Find every line in the items below that contains the string "calm" and copy each of those lines. Letter case matters.

--------

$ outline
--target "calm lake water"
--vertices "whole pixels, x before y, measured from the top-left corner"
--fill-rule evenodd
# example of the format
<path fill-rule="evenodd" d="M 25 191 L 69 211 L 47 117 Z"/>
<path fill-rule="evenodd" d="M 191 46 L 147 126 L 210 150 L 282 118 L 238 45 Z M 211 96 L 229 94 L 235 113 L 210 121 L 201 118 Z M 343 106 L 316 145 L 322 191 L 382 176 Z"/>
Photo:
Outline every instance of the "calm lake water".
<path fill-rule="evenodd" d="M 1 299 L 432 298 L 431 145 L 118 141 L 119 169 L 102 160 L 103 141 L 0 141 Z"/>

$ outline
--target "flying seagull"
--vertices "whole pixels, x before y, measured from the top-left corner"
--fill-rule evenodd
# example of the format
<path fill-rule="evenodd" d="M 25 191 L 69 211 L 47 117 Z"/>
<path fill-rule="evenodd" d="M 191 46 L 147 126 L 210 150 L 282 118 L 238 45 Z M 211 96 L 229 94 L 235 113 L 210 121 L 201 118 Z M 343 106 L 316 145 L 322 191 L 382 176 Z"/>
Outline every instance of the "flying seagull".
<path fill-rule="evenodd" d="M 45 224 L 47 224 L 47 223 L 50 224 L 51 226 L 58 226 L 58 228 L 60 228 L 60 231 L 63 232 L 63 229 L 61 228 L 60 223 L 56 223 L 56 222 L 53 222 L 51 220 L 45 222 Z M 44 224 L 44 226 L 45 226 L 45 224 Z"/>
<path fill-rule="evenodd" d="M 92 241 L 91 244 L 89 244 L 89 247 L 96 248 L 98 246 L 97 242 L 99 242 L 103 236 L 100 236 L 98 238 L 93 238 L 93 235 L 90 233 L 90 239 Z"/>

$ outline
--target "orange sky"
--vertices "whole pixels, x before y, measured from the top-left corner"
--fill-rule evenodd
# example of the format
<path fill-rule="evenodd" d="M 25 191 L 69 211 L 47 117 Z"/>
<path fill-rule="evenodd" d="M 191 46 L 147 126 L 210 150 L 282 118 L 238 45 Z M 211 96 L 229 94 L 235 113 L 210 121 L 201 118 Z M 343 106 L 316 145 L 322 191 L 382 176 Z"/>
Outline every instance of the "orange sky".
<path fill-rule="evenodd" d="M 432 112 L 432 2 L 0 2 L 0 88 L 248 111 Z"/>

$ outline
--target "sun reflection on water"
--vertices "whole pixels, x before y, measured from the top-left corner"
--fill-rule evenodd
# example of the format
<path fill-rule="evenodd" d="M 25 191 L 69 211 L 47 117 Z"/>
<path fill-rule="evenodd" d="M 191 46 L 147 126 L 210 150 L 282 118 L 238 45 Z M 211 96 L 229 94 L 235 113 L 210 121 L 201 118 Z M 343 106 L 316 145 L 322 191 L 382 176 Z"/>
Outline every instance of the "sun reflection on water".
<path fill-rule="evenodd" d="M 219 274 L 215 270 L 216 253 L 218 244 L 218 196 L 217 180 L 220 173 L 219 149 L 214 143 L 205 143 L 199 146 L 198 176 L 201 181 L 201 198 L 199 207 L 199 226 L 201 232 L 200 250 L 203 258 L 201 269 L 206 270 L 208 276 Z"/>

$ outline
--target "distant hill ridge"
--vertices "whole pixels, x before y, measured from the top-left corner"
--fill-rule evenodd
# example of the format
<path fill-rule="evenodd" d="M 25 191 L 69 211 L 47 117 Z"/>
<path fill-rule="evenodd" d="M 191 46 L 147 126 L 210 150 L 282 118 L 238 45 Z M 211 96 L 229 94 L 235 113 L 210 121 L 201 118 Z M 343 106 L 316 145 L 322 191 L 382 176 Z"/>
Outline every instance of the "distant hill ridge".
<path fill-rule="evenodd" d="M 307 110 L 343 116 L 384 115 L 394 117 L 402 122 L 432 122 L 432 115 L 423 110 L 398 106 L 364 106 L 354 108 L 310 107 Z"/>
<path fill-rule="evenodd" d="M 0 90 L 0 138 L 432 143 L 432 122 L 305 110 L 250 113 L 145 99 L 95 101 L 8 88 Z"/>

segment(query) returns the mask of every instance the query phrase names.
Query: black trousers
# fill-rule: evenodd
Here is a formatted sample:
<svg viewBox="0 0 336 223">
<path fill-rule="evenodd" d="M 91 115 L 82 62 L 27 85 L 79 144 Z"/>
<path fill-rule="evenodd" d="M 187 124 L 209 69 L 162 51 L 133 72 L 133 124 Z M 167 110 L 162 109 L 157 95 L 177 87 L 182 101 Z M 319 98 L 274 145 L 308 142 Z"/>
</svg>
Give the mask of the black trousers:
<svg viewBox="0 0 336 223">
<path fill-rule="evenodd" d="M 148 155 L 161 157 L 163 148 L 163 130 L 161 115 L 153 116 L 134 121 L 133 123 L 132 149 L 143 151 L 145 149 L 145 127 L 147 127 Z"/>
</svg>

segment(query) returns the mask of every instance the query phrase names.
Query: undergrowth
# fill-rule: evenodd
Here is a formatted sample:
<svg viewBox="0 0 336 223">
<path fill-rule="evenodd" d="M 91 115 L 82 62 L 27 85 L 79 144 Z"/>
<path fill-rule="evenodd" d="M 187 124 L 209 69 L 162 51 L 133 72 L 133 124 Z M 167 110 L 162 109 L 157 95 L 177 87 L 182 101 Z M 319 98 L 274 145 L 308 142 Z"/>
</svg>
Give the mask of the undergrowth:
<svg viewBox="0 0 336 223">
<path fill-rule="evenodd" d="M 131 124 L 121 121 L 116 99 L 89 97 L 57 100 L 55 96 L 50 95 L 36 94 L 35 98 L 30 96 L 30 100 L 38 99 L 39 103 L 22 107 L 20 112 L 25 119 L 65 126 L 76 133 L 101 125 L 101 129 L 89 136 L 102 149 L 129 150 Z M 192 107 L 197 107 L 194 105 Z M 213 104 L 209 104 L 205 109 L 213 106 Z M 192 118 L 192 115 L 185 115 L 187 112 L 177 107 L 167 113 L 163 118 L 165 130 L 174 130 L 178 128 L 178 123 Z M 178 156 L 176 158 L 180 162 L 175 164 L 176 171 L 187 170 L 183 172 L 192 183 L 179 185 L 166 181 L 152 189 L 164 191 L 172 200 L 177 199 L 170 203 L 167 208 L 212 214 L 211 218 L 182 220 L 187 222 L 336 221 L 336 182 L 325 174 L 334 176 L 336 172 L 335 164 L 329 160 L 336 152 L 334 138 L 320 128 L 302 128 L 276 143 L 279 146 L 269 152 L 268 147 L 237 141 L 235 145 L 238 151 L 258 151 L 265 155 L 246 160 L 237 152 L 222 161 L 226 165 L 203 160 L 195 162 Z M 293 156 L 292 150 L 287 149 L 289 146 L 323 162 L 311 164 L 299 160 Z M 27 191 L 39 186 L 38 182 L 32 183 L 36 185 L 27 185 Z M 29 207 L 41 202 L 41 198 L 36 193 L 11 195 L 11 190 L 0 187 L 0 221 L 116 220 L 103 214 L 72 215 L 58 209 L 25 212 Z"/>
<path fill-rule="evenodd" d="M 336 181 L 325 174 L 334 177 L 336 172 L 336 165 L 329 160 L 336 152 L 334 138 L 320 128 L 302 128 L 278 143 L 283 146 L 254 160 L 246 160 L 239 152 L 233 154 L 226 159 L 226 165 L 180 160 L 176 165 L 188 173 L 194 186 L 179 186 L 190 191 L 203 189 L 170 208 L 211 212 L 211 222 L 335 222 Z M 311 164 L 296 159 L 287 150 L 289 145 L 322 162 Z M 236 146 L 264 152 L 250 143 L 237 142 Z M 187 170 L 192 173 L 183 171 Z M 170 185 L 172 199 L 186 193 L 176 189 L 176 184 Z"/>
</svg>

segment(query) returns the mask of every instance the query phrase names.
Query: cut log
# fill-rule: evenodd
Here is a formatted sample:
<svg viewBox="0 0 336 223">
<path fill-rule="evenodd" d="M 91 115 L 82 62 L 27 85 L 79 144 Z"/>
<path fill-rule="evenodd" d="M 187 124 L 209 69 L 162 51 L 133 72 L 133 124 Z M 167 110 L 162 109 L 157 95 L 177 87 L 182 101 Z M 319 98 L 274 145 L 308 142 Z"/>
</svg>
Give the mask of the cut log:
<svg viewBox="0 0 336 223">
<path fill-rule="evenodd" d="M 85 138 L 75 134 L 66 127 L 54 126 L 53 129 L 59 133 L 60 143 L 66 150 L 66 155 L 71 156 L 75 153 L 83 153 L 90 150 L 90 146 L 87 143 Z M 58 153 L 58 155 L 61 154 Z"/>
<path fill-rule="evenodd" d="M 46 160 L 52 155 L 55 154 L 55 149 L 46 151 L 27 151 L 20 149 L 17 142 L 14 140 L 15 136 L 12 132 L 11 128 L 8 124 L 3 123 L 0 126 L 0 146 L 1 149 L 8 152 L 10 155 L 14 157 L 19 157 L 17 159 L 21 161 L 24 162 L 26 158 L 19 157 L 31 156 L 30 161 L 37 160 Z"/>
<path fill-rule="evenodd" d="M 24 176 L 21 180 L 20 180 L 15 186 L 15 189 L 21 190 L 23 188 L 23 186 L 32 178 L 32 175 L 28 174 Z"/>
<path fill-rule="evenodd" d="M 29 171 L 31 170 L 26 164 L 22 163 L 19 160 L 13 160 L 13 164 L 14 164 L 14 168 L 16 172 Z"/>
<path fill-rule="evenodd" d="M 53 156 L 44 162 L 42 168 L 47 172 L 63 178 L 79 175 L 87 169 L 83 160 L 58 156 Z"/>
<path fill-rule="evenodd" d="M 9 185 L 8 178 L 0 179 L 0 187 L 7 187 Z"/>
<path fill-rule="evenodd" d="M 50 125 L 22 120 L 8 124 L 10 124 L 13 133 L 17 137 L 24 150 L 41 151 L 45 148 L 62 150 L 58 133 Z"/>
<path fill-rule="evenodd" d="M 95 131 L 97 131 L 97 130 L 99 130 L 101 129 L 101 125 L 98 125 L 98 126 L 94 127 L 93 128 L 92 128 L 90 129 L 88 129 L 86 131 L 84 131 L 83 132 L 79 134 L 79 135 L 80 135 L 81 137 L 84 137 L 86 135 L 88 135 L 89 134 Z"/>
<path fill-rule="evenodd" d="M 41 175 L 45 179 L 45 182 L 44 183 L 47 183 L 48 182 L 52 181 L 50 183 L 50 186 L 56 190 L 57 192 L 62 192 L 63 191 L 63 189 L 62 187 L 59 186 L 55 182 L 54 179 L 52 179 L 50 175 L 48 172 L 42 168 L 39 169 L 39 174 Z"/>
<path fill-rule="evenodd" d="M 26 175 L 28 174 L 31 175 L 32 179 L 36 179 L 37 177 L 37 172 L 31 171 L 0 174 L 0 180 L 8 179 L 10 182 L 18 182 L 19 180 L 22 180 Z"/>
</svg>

--------

**Solved problem:**
--target "calm lake water"
Outline every instance of the "calm lake water".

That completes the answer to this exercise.